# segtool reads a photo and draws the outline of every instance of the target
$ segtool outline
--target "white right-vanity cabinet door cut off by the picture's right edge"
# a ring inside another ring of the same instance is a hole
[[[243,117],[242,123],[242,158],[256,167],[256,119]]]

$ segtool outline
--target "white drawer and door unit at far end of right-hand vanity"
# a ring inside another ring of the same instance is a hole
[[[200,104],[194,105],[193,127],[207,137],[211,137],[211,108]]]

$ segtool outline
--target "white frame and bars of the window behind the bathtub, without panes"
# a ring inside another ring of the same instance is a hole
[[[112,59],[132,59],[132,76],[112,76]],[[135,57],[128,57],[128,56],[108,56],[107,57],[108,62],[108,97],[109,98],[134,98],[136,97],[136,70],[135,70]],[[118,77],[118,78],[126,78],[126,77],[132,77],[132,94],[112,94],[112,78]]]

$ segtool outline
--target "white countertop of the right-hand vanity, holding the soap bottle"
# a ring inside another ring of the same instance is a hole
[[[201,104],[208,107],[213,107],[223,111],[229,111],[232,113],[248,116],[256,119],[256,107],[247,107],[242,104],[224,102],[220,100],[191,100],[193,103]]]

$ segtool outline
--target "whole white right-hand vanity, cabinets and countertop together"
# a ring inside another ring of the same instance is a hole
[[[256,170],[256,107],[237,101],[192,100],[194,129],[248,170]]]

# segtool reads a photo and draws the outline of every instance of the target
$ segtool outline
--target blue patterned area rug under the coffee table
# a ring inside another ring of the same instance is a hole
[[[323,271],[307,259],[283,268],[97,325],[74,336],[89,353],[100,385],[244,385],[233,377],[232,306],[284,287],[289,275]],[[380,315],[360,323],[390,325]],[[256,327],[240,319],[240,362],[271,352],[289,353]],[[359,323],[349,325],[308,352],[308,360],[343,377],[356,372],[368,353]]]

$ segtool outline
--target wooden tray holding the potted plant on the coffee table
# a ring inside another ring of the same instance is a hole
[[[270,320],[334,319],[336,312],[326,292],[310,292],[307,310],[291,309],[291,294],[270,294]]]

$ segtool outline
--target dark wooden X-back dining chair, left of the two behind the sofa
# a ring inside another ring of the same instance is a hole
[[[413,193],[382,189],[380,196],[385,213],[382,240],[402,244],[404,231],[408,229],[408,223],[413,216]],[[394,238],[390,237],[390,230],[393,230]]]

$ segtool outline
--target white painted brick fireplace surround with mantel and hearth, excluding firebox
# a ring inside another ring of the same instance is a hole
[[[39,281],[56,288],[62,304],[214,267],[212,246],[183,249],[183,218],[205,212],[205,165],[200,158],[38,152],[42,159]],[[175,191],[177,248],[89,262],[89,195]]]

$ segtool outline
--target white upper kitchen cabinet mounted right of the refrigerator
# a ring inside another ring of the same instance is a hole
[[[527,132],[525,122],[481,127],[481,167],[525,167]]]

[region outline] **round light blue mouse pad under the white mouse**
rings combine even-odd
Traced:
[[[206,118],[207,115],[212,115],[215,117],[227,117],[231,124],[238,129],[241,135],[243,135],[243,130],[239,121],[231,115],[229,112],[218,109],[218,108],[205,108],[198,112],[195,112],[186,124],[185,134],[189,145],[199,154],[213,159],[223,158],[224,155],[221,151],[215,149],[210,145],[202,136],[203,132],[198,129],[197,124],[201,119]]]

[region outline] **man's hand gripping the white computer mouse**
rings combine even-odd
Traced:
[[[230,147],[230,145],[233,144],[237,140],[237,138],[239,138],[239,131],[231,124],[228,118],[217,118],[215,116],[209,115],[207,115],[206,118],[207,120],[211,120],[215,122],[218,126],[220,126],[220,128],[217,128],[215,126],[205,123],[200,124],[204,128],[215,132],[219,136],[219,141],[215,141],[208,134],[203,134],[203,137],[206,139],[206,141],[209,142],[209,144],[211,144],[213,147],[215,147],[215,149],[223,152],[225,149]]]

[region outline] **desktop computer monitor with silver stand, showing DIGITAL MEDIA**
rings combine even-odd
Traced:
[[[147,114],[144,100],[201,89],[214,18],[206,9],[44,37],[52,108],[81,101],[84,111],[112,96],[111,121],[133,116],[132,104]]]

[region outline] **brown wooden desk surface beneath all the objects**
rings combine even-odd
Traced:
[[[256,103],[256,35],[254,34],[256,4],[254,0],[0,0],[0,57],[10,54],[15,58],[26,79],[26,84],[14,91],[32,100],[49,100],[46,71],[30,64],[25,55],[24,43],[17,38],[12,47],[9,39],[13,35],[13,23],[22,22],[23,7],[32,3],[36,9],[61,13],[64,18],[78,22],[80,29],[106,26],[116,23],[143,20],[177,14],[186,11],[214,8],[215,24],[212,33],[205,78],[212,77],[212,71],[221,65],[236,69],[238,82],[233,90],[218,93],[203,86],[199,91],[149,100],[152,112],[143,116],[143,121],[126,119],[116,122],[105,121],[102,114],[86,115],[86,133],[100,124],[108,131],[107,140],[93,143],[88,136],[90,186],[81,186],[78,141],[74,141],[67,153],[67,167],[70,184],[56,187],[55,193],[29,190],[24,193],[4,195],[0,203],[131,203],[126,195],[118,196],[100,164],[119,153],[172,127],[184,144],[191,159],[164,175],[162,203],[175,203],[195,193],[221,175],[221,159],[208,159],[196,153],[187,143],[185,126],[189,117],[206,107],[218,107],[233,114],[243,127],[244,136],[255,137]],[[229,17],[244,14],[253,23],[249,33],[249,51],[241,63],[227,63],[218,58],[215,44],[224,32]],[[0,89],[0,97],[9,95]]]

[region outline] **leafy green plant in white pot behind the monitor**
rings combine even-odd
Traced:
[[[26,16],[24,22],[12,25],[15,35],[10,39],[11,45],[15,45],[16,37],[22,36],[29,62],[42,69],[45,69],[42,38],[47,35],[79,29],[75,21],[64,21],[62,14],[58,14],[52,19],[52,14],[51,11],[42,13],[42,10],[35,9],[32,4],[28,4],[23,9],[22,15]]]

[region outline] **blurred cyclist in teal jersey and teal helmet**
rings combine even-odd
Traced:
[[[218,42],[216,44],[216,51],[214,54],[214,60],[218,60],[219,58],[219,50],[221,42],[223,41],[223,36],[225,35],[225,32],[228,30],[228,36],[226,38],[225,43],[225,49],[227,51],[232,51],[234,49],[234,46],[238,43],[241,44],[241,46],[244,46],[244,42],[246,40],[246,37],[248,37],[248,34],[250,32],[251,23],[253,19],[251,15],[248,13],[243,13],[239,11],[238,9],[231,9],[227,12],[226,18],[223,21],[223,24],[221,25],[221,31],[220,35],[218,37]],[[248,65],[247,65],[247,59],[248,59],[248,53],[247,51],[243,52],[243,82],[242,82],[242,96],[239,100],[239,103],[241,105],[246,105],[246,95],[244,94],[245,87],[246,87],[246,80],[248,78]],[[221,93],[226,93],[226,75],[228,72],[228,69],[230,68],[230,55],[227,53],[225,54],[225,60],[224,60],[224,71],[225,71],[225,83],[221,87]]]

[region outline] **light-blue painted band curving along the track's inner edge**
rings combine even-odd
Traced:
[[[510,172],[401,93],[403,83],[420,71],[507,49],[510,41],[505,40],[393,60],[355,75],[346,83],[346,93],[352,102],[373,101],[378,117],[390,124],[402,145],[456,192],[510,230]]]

§

= Goal of the exercise =
Word for word, copy out all the data given above.

= Exercise response =
# segtool reads a photo and draws the outline of every instance of the target
$ segtool outline
--target "white right-vanity cabinet door cut off by the picture's right edge"
# a ring inside another ring of the same instance is a hole
[[[243,117],[242,123],[242,158],[256,167],[256,119]]]

$ segtool outline
--target "white drawer and door unit at far end of right-hand vanity"
# a ring inside another ring of the same instance is a hole
[[[200,104],[194,105],[193,127],[207,137],[211,137],[211,108]]]

$ segtool outline
--target "white frame and bars of the window behind the bathtub, without panes"
# a ring inside another ring of the same instance is a hole
[[[112,59],[132,59],[132,76],[112,76]],[[135,57],[128,57],[128,56],[108,56],[107,57],[108,62],[108,97],[109,98],[134,98],[136,97],[136,70],[135,70]],[[118,77],[118,78],[126,78],[126,77],[132,77],[132,94],[112,94],[112,78]]]

$ segtool outline
--target "white countertop of the right-hand vanity, holding the soap bottle"
# a ring inside another ring of the same instance is a hole
[[[201,104],[208,107],[213,107],[223,111],[229,111],[232,113],[248,116],[256,119],[256,107],[247,107],[242,104],[224,102],[220,100],[191,100],[193,103]]]

$ segtool outline
--target "whole white right-hand vanity, cabinets and countertop together"
# a ring inside another ring of the same instance is a hole
[[[256,170],[256,107],[237,101],[192,100],[194,129],[248,170]]]

# segtool reads a photo and draws the outline of every instance of the target
$ segtool outline
--target blue patterned area rug under the coffee table
# a ring inside another ring of the same instance is a hole
[[[323,271],[307,259],[283,268],[97,325],[74,336],[89,353],[100,385],[244,385],[233,377],[232,306],[284,287],[289,275]],[[380,315],[360,323],[390,325]],[[256,327],[240,319],[240,362],[271,352],[289,353]],[[359,323],[349,325],[308,352],[308,360],[343,377],[356,372],[368,353]]]

$ segtool outline
--target wooden tray holding the potted plant on the coffee table
# a ring inside another ring of the same instance is a hole
[[[270,320],[334,319],[336,312],[326,292],[310,292],[307,310],[291,309],[291,294],[270,294]]]

$ segtool outline
--target dark wooden X-back dining chair, left of the two behind the sofa
# a ring inside another ring of the same instance is a hole
[[[413,193],[382,189],[380,196],[385,213],[382,240],[402,244],[404,231],[408,229],[408,223],[413,216]],[[394,238],[390,237],[390,230],[393,230]]]

$ segtool outline
--target white painted brick fireplace surround with mantel and hearth, excluding firebox
# a ring inside another ring of the same instance is a hole
[[[39,281],[56,288],[62,304],[214,267],[212,246],[183,249],[183,218],[205,212],[205,165],[200,158],[38,152],[42,159]],[[175,191],[177,248],[89,262],[89,195]]]

$ segtool outline
--target white upper kitchen cabinet mounted right of the refrigerator
# a ring inside another ring of the same instance is a hole
[[[527,132],[525,122],[481,127],[481,167],[525,167]]]

[region outline] **round light blue mouse pad under the white mouse**
rings combine even-odd
Traced:
[[[206,118],[207,115],[212,115],[215,117],[227,117],[231,124],[238,129],[241,135],[243,135],[243,130],[239,121],[231,115],[229,112],[218,109],[218,108],[205,108],[198,112],[195,112],[186,124],[185,134],[189,145],[199,154],[213,159],[223,158],[224,155],[221,151],[215,149],[210,145],[202,136],[203,132],[198,129],[197,124],[201,119]]]

[region outline] **man's hand gripping the white computer mouse**
rings combine even-odd
Traced:
[[[230,147],[230,145],[233,144],[237,140],[237,138],[239,138],[239,131],[231,124],[228,118],[217,118],[215,116],[209,115],[207,115],[206,118],[207,120],[211,120],[215,122],[218,126],[220,126],[220,128],[217,128],[215,126],[205,123],[200,124],[204,128],[215,132],[219,136],[219,141],[215,141],[208,134],[203,134],[203,137],[206,139],[206,141],[209,142],[209,144],[211,144],[213,147],[215,147],[215,149],[223,152],[225,149]]]

[region outline] **desktop computer monitor with silver stand, showing DIGITAL MEDIA**
rings combine even-odd
Traced:
[[[147,114],[144,100],[201,89],[214,18],[206,9],[44,37],[52,108],[81,101],[84,111],[112,96],[111,121],[133,116],[132,104]]]

[region outline] **brown wooden desk surface beneath all the objects**
rings combine even-odd
Traced:
[[[256,103],[256,35],[254,34],[256,4],[254,0],[0,0],[0,57],[10,54],[15,58],[26,79],[26,84],[14,91],[32,100],[49,100],[46,71],[30,64],[25,55],[24,43],[17,38],[12,47],[9,39],[13,35],[13,23],[22,22],[23,7],[32,3],[36,9],[61,13],[64,18],[78,22],[80,29],[106,26],[116,23],[143,20],[177,14],[186,11],[214,8],[215,24],[212,33],[205,78],[212,77],[212,71],[221,65],[236,69],[238,82],[233,90],[218,93],[203,86],[199,91],[149,100],[152,112],[143,116],[143,121],[126,119],[116,122],[105,121],[102,114],[86,115],[86,133],[100,124],[108,131],[107,140],[93,143],[88,136],[90,186],[81,186],[78,141],[74,141],[67,153],[67,167],[70,184],[56,187],[55,193],[29,190],[24,193],[4,195],[0,203],[131,203],[126,195],[118,196],[100,164],[119,153],[172,127],[184,144],[191,159],[164,175],[162,203],[175,203],[195,193],[221,175],[221,159],[208,159],[196,153],[187,143],[185,126],[189,117],[206,107],[218,107],[233,114],[243,127],[244,136],[255,137]],[[229,17],[244,14],[253,23],[249,33],[249,51],[241,63],[227,63],[218,58],[215,44],[224,32]],[[0,89],[0,97],[9,95]]]

[region outline] **leafy green plant in white pot behind the monitor**
rings combine even-odd
Traced:
[[[26,16],[24,22],[12,25],[15,35],[10,39],[11,45],[15,45],[16,37],[22,36],[29,62],[42,69],[45,69],[42,38],[47,35],[79,29],[75,21],[64,21],[62,14],[58,14],[52,19],[52,14],[51,11],[42,13],[42,10],[35,9],[32,4],[28,4],[23,9],[22,15]]]

[region outline] **blurred cyclist in teal jersey and teal helmet**
rings combine even-odd
Traced:
[[[218,42],[216,44],[216,51],[214,54],[214,60],[218,60],[219,58],[219,50],[221,42],[223,41],[223,36],[225,35],[225,32],[228,30],[228,36],[226,38],[225,43],[225,49],[227,51],[232,51],[234,49],[234,46],[238,43],[241,44],[241,46],[244,46],[244,42],[246,40],[246,37],[248,37],[248,34],[250,32],[251,23],[253,19],[251,15],[248,13],[243,13],[239,11],[238,9],[231,9],[227,12],[226,18],[223,21],[223,24],[221,25],[221,31],[220,35],[218,37]],[[248,65],[247,65],[247,59],[248,59],[248,53],[247,51],[243,52],[243,82],[242,82],[242,96],[239,100],[239,103],[241,105],[246,105],[246,95],[244,94],[245,87],[246,87],[246,80],[248,78]],[[221,93],[226,93],[226,75],[228,72],[228,69],[230,68],[230,55],[227,53],[225,54],[225,60],[224,60],[224,71],[225,71],[225,83],[221,87]]]

[region outline] **light-blue painted band curving along the track's inner edge**
rings combine even-odd
Traced:
[[[510,172],[401,93],[403,83],[420,71],[507,49],[510,41],[505,40],[393,60],[355,75],[346,83],[346,93],[352,102],[373,101],[378,117],[390,124],[402,145],[456,192],[510,230]]]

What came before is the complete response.